__Task objective__
Referring to the thread on converting an eight-byte array to a signed integer in C++, explain in one to three sentences why the first reply recommends int64_t.

__Excerpted text__
— start —

问题
I have an array of 8 bytes and I'm trying to convert it to a signed long in C++, and can't seem to figure it out. From what I could tell long ints are only 4 bytes, can anybody provide some information on this? Is it going to matter if it is 32 or 64 bit?
回答1:
You probably should use a int64_t which is guaranteeed to be 8 bytes long.
You don't state how your data is represented (its endianness) into your array but you might use reinterpret_cast<> or even better: use shift operations to "build" your integer.
Something like:
unsigned char array[8] = { /* Some values here */ };
uint64_t value =
static_cast<uint64_t>(array[0]) |
static_cast<uint64_t>(array[1]) << 8 |
static_cast<uint64_t>(array[2]) << 16 |
static_cast<uint64_t>(array[3]) << 24 |
static_cast<uint64_t>(array[4]) << 32 |
static_cast<uint64_t>(array[5]) << 40 |
static_cast<uint64_t>(array[6]) << 48 |
static_cast<uint64_t>(array[7]) << 56;
回答2:
Another way of conversion between data types, which I find convenient in some cases, is to use the union data type, which allows you to access the same memory portion as different data types. Of course all other remarks regarding endianness, size of data-types etc. still hold.

— end —

__Provided data__
— start —

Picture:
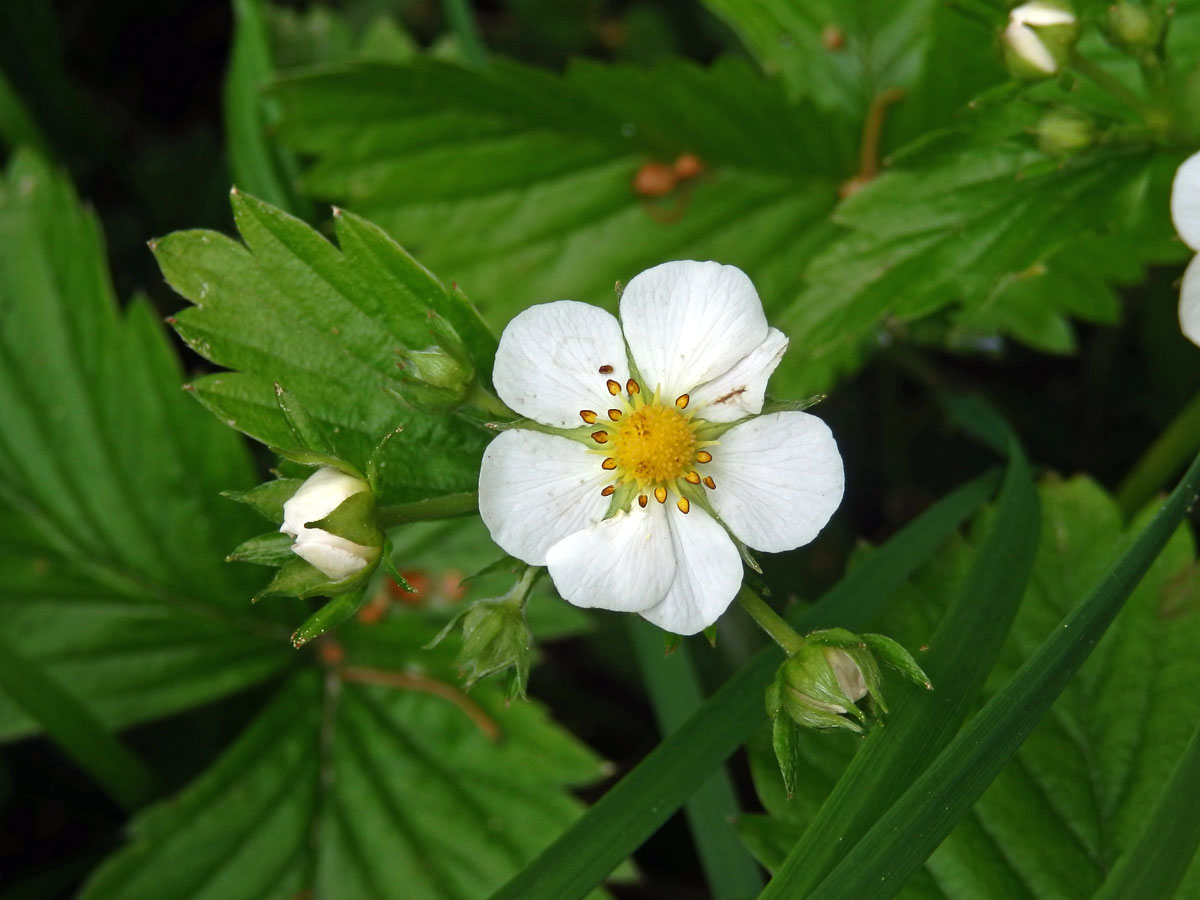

— end —

__Output of the exercise__
The first reply recommends int64_t because that type is guaranteed to be 8 bytes long. Its size therefore matches the 8-byte array, whereas the asker had found that long ints are only 4 bytes.